* _Stated exercise 1_
Answer these questions using the Union of the Democratic Centre text:
(a) On what date was the party founded?
(b) Who is named as the party's leader?
(c) Which party did George Mavros join a couple of years after the founding?

* _Source extract_
- Leader: Stavros Karampelas
- Founder: Georgios Mavros
- Founded: 5 February 1976; 50 years ago 2012; 14 years ago (re-establishment)
- Merger of: Centre Union – New Forces, Democratic Centre Union
- Ideology: Liberalism (Greek) Radicalism From 2012: Social democracy Until 1998: Venizelism Radical centrism
- Political position: From 2012: Centre-left Until 1998: Centre

Website
- edik.gr

= Union of the Democratic Centre (Greece) =

Political party in Greece

The Union of the Democratic Centre (Ένωση Δημοκρατικού Κέντρου, abbr. ΕΔΗΚ, Enosi Dimokratikou Kentrou, EDIK) is a social liberal political party in Greece.

The party was founded on 5 February 1976, two years after the end of the Greek military junta of 1967–74, asserting itself to be the ideological successor of the pre-1967 Centre Union party. EDIK was the result of the merger of Centre Union – New Forces and the Democratic Centre Union of Ioannis Zidgis. Its party leader at the time was George Mavros, who had earlier led the Center Union – New Forces; however, he joined the Panhellenic Socialist Movement (PASOK) a couple of years later. The party was led by Zidgis in the early 1980s, and has since adopted more social-democratic positions.

* _Records to use_

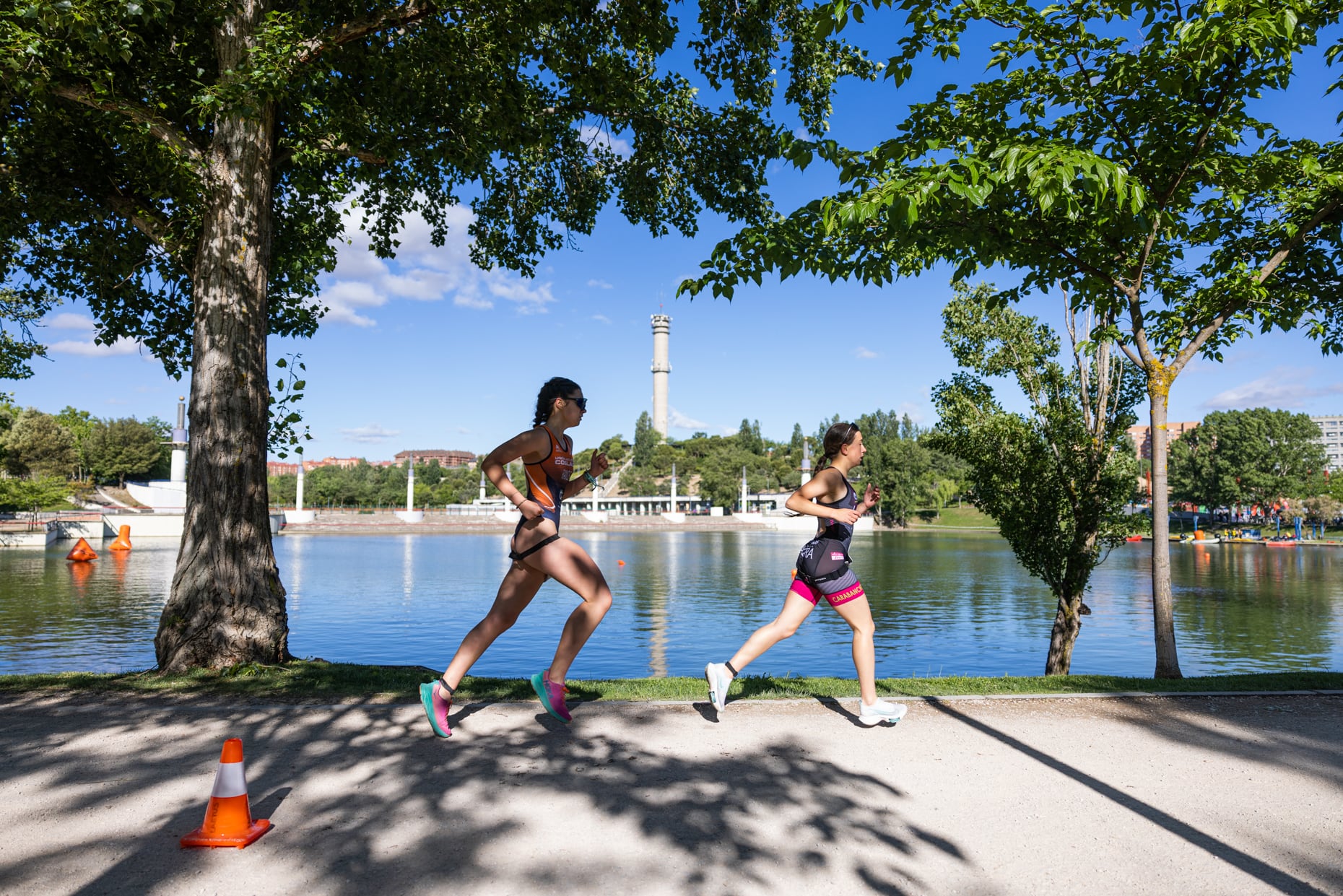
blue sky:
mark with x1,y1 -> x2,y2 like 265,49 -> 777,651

...

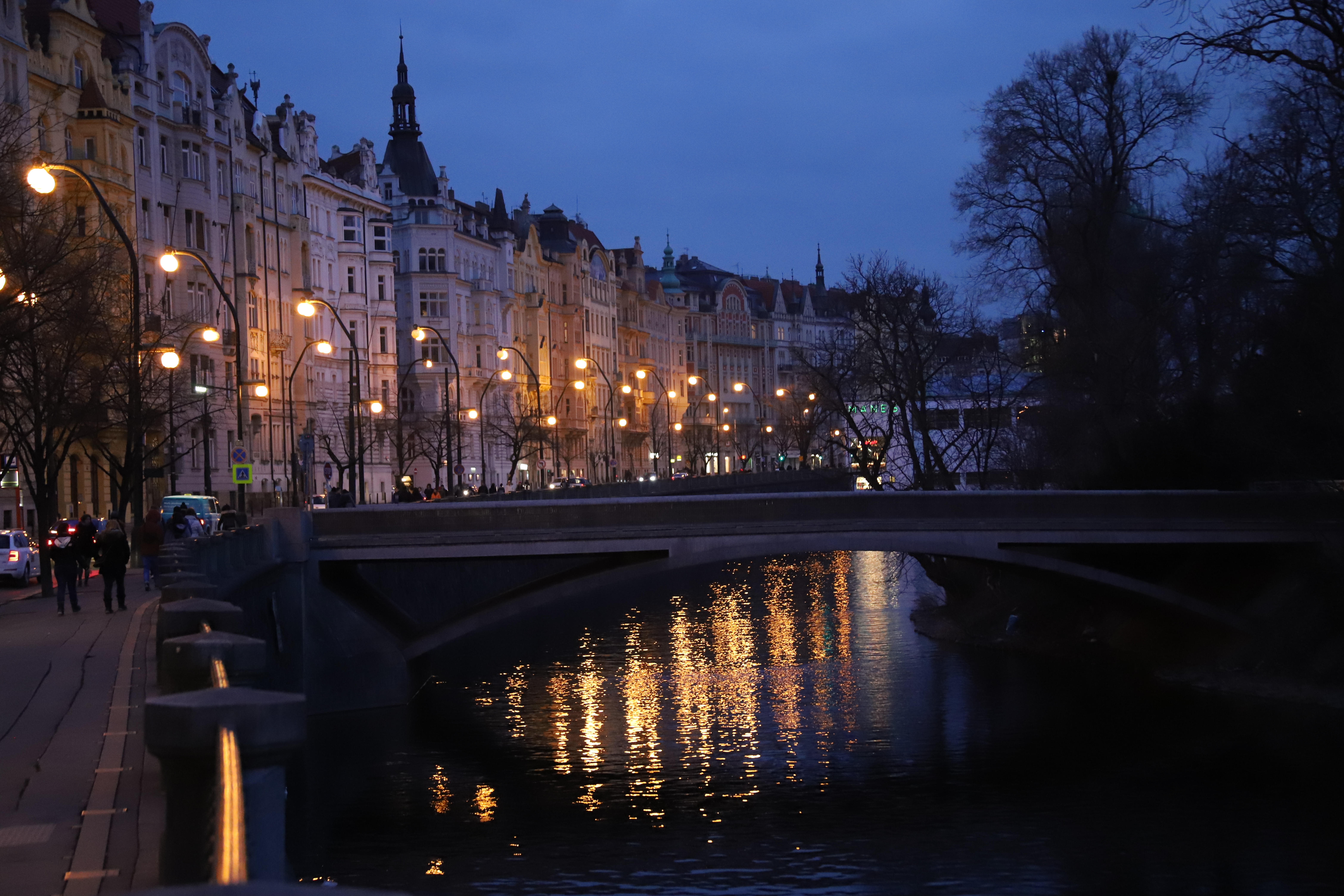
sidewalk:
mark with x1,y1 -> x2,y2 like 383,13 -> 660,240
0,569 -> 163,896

...

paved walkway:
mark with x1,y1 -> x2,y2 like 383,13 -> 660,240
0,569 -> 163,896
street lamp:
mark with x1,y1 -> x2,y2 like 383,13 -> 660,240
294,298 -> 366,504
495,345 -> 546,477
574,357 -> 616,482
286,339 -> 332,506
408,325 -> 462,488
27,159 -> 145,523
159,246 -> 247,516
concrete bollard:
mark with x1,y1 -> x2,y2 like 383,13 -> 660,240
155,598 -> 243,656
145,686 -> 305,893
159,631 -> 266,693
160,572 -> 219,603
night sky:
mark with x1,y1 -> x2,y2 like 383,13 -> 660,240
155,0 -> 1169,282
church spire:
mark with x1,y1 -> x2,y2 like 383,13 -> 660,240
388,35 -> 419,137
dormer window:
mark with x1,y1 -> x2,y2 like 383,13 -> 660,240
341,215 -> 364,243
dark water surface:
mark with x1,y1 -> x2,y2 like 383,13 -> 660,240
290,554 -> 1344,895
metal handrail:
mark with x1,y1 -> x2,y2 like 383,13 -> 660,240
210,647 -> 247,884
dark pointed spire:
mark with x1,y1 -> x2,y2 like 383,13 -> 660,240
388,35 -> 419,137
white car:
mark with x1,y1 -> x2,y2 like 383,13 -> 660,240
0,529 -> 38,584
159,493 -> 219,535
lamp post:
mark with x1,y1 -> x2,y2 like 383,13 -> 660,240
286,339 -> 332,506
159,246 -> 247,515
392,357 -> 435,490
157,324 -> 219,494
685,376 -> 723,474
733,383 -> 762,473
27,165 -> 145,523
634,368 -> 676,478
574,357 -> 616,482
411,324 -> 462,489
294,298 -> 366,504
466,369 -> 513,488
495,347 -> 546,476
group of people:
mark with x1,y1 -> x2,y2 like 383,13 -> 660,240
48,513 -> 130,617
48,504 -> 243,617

* _Stated exercise 2_
List every line of the listing that contains the word "dark".

* _Exercise output 1_
(a) 5 February 1976
(b) Stavros Karampelas
(c) The Panhellenic Socialist Movement (PASOK)

* _Exercise output 2_
dark water surface:
dark pointed spire:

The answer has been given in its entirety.